== Requests ==
1) List every score that BoxingAnalyst posts in the boxing forum thread.
2) Reproduce the boxing forum thread from "I think Watt" up to and including "to his work.".

Halling is beyond bias towards smith.


----------



## smoggy7188 (May 28, 2013)

halling is biased towards north west fighters.


----------



## BoxingAnalyst (Jun 4, 2012)

68-65 Ochieng, digging in.


----------



## Berliner (Jun 6, 2013)

4:3 for Smith. Gave this round for Ochieng. Just landed more shots.


----------



## King Horse (Dec 20, 2012)

67-67 Even

Smith's being rubbish now.


----------



## Jack (Jul 29, 2012)

I think Watt was right to say that Smith's pressure will catch the judges eyes. The work is good from both men but Ochieng sitting on the ropes will cost him these close rounds, I think.


----------



## Ishy (Jun 2, 2012)

Smith so basic when Ochieng goes to the ropes, needs more variety to his work. 

4-3 Ochieng


----------



## Ashedward (Jun 2, 2012)

4-3 Smith but I might need to mute my tv soon


----------



## BoxingAnalyst (Jun 4, 2012)

Halling you tosser just shut it.


----------



## PaulieMc (Jun 6, 2013)

Sky commentators are beyond terrible. Smith isn't forcing him back to the ropes at all. Erick sits on the ropes because that's his tyle. He's landing some good uppercuts.


----------



## Ishy (Jun 2, 2012)

Halling LOVES the Smith brothers. Twat.


----------



## BoxingAnalyst (Jun 4, 2012)

77-76 ochieng.


----------



## Berliner (Jun 6, 2013)

5:3 for Smith. this round was pretty clear in my opinion.


----------



## King Horse (Dec 20, 2012)

77-76 Smith


----------



## BoxingAnalyst (Jun 4, 2012)

86-86.


----------



## Berliner (Jun 6, 2013)

6:3 for Smith. He is always finishing strong. Ochieng Looks a bit tired at the end of These rounds.


----------



## King Horse (Dec 20, 2012)

87-85 Smith


----------



## Ishy (Jun 2, 2012)

Round 11 and 12 are championship rounds, not 10 Joe.


----------



## Ishy (Jun 2, 2012)

Ochieng landing his fair share on the counter and Halling is sucking Smith's dick :huh


----------



## BoxingAnalyst (Jun 4, 2012)

96-95 Smith


----------



## Ari Gold Bawse (Jun 4, 2013)

so much bias talk for smith


----------



## Ishy (Jun 2, 2012)

5-5


----------



## Berliner (Jun 6, 2013)

7:3. Ochieng Looks a Little bit tired.


----------



## Mandanda (Jun 2, 2012)

Hailing ''gobble gobble. Gobble gobble gobble.'' Sickening..


----------



## Jack (Jul 29, 2012)

I think Smith has taken over now. He knows it and Ochieng does too.


----------



## PaulieMc (Jun 6, 2013)

Sky are just terrible.


----------



## BoxingAnalyst (Jun 4, 2012)

106-104 smith


----------



## Mandanda (Jun 2, 2012)

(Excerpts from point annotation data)
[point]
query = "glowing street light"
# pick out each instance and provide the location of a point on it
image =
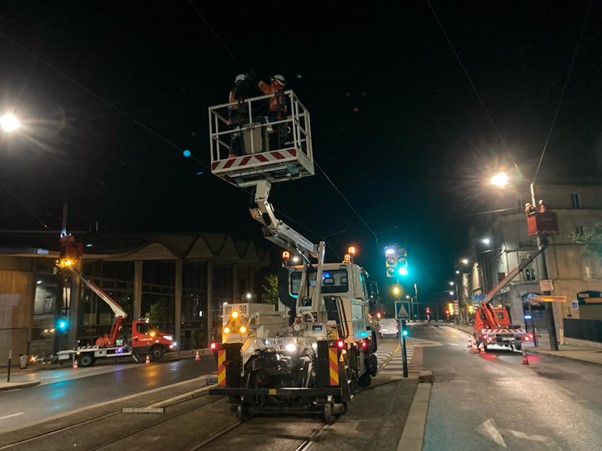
(500, 180)
(9, 122)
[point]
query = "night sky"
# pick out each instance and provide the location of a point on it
(412, 104)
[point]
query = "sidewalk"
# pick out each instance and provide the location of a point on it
(28, 377)
(585, 353)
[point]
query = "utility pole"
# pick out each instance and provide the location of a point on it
(542, 244)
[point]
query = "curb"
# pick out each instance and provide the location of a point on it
(15, 385)
(412, 438)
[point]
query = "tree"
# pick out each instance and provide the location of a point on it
(270, 289)
(591, 238)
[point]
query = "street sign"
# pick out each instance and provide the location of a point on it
(402, 310)
(546, 298)
(546, 285)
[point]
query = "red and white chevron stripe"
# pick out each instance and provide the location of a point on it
(502, 331)
(257, 159)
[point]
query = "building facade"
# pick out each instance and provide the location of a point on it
(574, 274)
(179, 281)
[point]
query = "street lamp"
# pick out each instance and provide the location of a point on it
(9, 122)
(501, 180)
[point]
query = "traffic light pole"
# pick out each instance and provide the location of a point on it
(404, 354)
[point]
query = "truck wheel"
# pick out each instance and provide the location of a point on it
(86, 360)
(241, 413)
(365, 380)
(156, 354)
(328, 415)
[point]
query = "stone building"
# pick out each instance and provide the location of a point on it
(179, 280)
(574, 274)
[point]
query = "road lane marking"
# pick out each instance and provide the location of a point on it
(489, 429)
(12, 415)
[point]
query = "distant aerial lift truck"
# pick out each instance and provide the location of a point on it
(144, 340)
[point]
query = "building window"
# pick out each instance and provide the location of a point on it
(530, 274)
(575, 200)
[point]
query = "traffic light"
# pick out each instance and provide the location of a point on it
(396, 261)
(62, 324)
(390, 260)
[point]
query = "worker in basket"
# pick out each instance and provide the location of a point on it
(278, 109)
(103, 341)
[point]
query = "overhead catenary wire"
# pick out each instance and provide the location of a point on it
(472, 85)
(147, 128)
(566, 82)
(97, 96)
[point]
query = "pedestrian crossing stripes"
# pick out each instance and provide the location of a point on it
(390, 361)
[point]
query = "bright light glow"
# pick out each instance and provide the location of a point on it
(9, 122)
(500, 180)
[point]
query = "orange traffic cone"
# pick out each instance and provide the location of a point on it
(525, 357)
(473, 346)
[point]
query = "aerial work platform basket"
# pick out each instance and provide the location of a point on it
(272, 147)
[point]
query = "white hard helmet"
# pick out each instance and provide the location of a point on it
(279, 79)
(240, 77)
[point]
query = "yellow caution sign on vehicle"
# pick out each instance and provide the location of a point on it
(333, 363)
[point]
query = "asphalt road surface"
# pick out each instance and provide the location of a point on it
(493, 401)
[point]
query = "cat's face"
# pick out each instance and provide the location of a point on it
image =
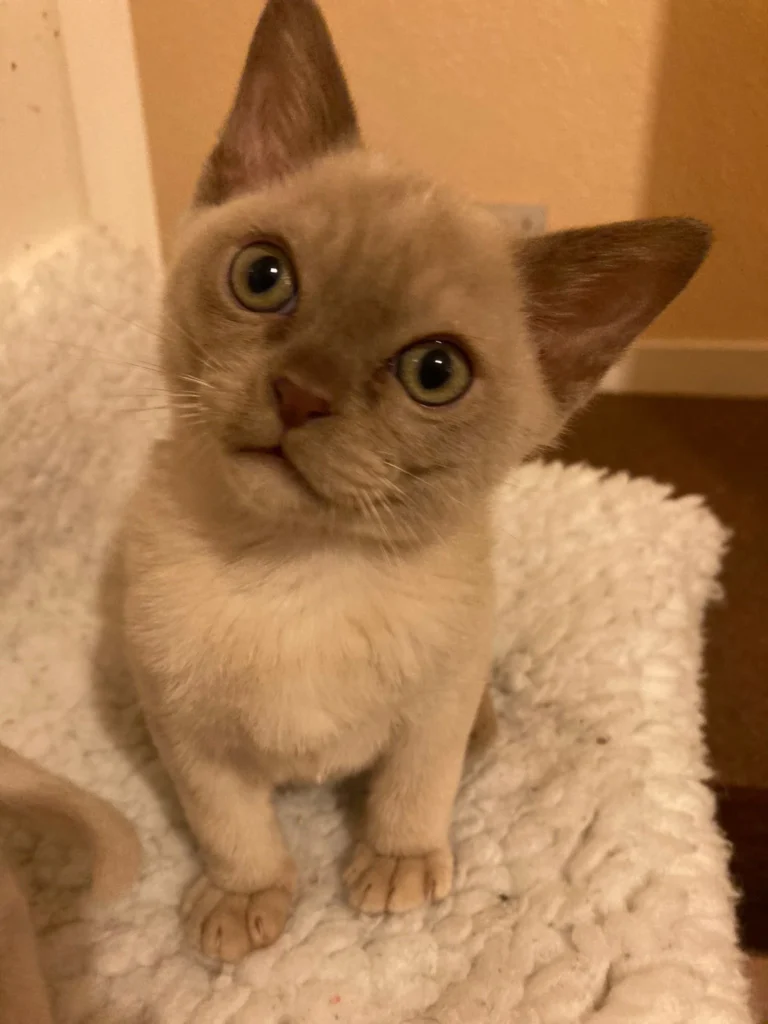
(393, 307)
(360, 349)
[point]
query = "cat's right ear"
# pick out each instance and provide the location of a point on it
(292, 105)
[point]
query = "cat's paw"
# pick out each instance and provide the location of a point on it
(228, 926)
(377, 884)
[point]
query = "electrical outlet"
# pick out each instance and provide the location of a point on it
(526, 220)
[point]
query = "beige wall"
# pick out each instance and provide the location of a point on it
(41, 183)
(597, 109)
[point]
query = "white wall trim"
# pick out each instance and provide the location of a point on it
(737, 369)
(98, 45)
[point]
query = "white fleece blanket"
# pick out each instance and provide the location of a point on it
(591, 884)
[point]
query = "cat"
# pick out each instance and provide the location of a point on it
(50, 802)
(355, 358)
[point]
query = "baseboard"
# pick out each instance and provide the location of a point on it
(736, 369)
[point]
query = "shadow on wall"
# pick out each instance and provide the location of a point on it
(709, 158)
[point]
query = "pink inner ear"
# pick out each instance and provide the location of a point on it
(292, 104)
(590, 292)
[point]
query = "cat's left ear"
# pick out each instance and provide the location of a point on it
(292, 104)
(590, 292)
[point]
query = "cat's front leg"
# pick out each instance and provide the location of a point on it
(243, 899)
(404, 859)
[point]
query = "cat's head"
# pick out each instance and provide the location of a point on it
(354, 347)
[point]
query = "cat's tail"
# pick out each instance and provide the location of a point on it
(34, 793)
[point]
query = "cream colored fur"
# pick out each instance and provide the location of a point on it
(50, 803)
(329, 610)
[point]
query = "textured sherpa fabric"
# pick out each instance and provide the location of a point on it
(591, 882)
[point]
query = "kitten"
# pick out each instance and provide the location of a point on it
(356, 357)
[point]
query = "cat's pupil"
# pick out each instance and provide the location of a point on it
(435, 370)
(263, 274)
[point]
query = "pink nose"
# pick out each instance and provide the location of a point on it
(298, 404)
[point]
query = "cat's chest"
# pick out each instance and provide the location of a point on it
(322, 640)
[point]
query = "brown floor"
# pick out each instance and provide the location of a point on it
(758, 972)
(715, 448)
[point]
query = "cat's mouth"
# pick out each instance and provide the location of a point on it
(274, 457)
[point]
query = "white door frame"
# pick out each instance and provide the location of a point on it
(97, 38)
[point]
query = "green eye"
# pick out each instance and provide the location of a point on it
(262, 280)
(434, 372)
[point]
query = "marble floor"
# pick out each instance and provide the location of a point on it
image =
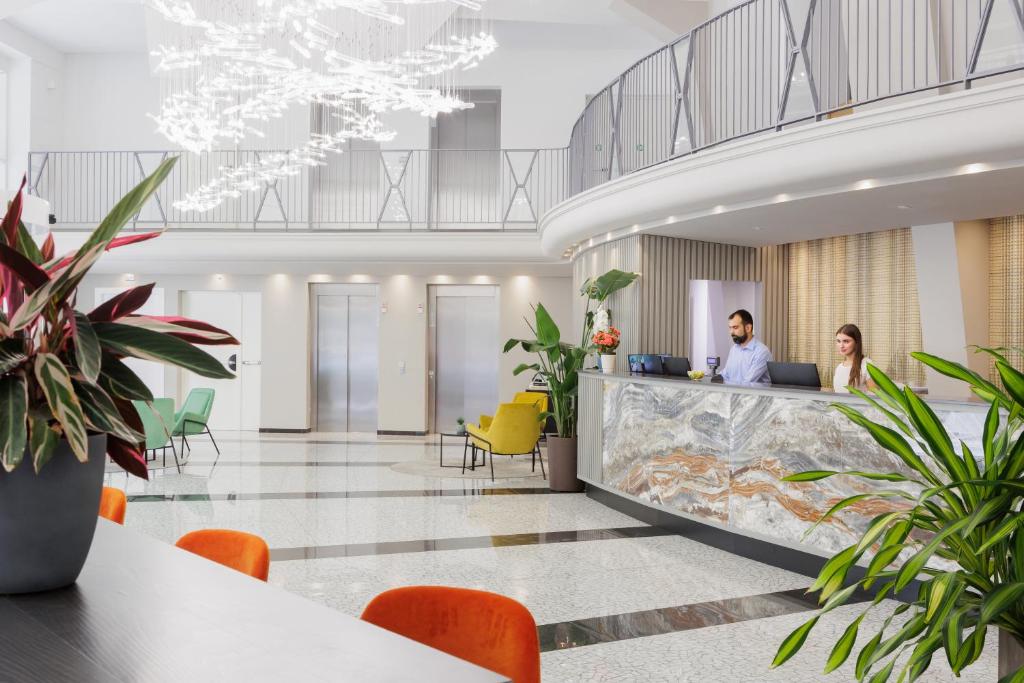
(350, 515)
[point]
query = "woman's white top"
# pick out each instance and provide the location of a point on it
(841, 380)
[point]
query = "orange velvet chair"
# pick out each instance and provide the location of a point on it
(244, 552)
(113, 504)
(489, 630)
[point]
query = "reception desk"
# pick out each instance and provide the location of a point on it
(710, 459)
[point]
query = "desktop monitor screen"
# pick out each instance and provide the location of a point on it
(795, 374)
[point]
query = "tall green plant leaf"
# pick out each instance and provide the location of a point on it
(611, 282)
(841, 652)
(14, 399)
(793, 643)
(141, 343)
(87, 351)
(56, 386)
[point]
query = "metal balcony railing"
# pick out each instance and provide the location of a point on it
(762, 66)
(360, 189)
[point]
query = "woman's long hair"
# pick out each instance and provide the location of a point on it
(853, 332)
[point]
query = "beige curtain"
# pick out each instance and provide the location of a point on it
(868, 280)
(1006, 286)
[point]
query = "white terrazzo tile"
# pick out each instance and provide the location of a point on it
(558, 582)
(335, 521)
(738, 653)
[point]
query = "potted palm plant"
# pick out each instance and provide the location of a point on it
(958, 531)
(559, 364)
(66, 393)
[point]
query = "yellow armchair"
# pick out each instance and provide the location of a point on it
(531, 397)
(515, 429)
(535, 397)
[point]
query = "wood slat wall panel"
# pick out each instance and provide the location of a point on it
(868, 280)
(590, 455)
(1006, 286)
(668, 265)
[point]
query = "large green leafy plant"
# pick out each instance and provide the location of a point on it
(61, 372)
(559, 363)
(958, 528)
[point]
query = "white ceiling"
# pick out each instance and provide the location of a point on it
(119, 26)
(85, 26)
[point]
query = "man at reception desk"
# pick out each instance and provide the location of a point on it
(748, 363)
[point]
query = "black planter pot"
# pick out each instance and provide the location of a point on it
(47, 520)
(1011, 653)
(562, 465)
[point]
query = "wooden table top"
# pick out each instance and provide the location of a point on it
(144, 610)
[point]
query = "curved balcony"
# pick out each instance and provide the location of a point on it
(763, 67)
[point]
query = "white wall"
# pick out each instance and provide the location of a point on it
(35, 98)
(108, 97)
(543, 92)
(286, 323)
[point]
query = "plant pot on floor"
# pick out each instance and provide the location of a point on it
(562, 465)
(47, 519)
(1011, 653)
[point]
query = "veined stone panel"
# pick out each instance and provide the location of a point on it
(720, 454)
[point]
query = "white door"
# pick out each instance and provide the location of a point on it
(236, 404)
(150, 372)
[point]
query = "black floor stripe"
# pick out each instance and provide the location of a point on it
(613, 628)
(263, 441)
(327, 495)
(293, 463)
(463, 543)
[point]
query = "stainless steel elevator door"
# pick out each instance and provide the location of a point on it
(332, 364)
(346, 363)
(466, 358)
(363, 354)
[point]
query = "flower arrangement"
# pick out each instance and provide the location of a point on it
(606, 340)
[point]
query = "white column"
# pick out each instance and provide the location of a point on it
(941, 302)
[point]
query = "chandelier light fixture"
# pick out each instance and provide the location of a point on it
(252, 71)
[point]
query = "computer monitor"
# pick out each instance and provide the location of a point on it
(651, 364)
(795, 374)
(676, 367)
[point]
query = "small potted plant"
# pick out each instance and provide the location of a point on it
(606, 342)
(67, 394)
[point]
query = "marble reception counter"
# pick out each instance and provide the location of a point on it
(717, 454)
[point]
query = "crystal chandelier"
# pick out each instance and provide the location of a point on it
(239, 70)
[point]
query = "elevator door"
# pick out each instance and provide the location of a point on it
(346, 363)
(466, 352)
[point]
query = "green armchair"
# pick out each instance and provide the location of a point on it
(158, 425)
(194, 417)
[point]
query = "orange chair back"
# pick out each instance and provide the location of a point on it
(245, 552)
(113, 504)
(489, 630)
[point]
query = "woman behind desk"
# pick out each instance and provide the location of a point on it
(853, 371)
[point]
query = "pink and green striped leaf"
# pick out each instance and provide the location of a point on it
(42, 439)
(56, 386)
(14, 399)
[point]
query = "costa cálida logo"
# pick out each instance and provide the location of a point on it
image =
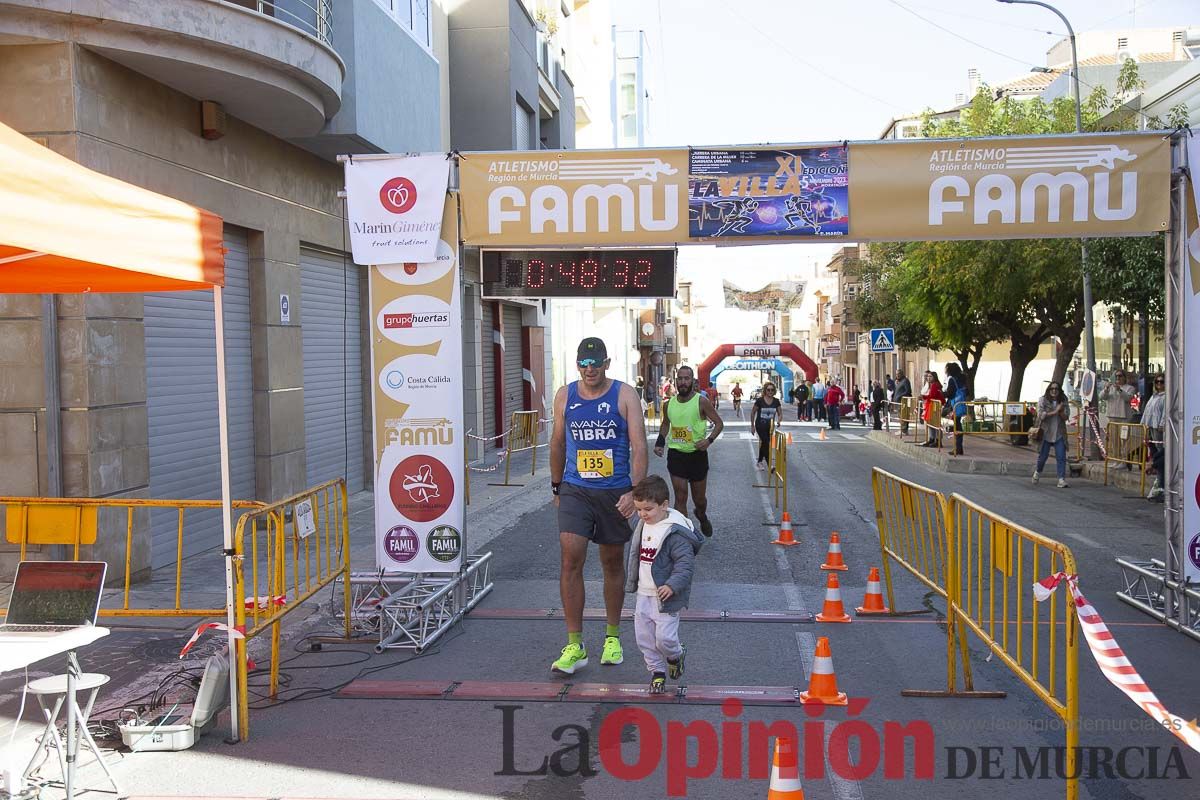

== Complete answers ==
1)
68-65 Ochieng
77-76 ochieng
86-86
96-95 Smith
106-104 smith

2)
I think Watt was right to say that Smith's pressure will catch the judges eyes. The work is good from both men but Ochieng sitting on the ropes will cost him these close rounds, I think.


----------



## Ishy (Jun 2, 2012)

Smith so basic when Ochieng goes to the ropes, needs more variety to his work.